- **Given records**

Start of Block

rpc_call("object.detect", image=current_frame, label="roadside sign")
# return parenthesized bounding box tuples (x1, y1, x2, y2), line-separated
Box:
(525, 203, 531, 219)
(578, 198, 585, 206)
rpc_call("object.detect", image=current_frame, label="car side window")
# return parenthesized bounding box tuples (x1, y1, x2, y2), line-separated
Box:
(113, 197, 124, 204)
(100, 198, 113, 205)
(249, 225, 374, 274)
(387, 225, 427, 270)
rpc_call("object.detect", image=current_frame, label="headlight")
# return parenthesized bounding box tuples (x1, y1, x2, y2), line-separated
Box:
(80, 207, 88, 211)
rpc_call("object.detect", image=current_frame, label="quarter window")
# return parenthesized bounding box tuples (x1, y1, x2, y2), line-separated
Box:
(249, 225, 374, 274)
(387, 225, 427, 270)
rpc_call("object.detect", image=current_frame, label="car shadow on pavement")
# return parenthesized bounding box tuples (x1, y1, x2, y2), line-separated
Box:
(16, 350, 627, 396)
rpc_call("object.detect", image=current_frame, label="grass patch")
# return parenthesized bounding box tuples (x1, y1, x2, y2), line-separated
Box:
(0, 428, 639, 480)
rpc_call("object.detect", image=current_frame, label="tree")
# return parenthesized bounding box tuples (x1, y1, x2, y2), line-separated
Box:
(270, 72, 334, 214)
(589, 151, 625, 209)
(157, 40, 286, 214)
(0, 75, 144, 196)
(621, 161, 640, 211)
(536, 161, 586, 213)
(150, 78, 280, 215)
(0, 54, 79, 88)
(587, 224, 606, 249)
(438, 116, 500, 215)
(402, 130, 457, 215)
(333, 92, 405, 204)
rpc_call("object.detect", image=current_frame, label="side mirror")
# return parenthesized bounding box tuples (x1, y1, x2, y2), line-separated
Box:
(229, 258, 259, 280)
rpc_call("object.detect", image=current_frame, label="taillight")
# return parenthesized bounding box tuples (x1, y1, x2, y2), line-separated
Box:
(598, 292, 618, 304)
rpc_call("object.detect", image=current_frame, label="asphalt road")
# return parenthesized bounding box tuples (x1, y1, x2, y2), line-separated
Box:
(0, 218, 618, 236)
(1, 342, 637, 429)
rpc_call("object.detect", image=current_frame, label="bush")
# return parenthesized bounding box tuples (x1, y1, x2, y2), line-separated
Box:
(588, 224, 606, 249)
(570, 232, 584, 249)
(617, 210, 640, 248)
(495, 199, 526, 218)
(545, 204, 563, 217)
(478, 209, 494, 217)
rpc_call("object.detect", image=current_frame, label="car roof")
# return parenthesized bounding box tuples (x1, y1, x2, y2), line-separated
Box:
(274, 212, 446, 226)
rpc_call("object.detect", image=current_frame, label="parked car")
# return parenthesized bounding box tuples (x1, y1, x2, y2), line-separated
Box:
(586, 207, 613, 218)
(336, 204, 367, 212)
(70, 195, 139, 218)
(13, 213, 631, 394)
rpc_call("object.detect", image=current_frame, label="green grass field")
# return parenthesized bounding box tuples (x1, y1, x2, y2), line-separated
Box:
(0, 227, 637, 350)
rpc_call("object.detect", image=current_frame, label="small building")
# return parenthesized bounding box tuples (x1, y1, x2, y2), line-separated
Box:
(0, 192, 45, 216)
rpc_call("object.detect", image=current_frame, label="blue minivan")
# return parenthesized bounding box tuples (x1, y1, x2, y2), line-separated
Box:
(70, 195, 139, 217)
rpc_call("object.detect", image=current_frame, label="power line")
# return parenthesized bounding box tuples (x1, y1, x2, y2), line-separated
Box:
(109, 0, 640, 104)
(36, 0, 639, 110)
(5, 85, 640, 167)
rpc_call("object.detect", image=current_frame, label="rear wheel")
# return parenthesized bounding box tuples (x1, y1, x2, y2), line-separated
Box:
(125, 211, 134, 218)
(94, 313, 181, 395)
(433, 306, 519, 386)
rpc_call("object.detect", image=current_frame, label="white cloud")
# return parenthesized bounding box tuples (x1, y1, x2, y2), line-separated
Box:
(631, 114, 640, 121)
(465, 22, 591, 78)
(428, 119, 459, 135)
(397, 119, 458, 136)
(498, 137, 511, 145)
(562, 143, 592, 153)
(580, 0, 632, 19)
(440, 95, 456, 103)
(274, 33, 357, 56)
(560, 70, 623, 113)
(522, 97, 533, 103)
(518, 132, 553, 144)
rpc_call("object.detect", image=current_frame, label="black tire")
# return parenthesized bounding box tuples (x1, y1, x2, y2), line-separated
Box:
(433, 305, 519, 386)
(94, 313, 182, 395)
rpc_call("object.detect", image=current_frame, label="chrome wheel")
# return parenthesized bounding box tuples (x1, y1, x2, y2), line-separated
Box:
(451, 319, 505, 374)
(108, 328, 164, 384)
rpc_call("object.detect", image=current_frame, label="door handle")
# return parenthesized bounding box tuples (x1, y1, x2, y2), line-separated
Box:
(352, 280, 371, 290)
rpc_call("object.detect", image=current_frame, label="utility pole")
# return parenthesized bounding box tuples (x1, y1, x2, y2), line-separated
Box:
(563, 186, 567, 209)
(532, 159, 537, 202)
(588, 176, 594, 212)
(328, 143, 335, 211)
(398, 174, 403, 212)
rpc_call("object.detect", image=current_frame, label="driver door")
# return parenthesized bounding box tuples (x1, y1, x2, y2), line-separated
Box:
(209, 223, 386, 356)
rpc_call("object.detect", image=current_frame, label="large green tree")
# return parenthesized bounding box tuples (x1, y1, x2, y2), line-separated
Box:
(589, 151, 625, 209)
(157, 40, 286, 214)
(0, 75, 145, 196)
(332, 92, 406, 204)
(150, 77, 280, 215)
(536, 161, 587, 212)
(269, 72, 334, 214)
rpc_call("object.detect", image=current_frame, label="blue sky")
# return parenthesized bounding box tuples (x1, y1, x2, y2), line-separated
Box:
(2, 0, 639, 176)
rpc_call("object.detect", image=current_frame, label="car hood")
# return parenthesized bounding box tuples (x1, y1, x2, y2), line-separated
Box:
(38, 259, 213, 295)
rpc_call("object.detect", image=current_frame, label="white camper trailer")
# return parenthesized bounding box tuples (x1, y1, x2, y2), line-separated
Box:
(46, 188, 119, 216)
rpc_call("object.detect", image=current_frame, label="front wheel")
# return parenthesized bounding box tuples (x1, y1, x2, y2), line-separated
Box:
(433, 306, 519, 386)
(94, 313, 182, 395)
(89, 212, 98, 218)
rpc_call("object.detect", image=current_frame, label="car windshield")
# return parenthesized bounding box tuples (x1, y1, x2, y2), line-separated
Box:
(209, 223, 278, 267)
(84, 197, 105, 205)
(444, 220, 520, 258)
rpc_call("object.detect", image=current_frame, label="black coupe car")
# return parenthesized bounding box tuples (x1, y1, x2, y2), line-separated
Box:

End of Block
Start of Block

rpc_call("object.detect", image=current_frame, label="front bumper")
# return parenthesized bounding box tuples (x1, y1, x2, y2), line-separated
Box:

End of Block

Please state how many lines of the listing contain the string "grass". Give only that number.

2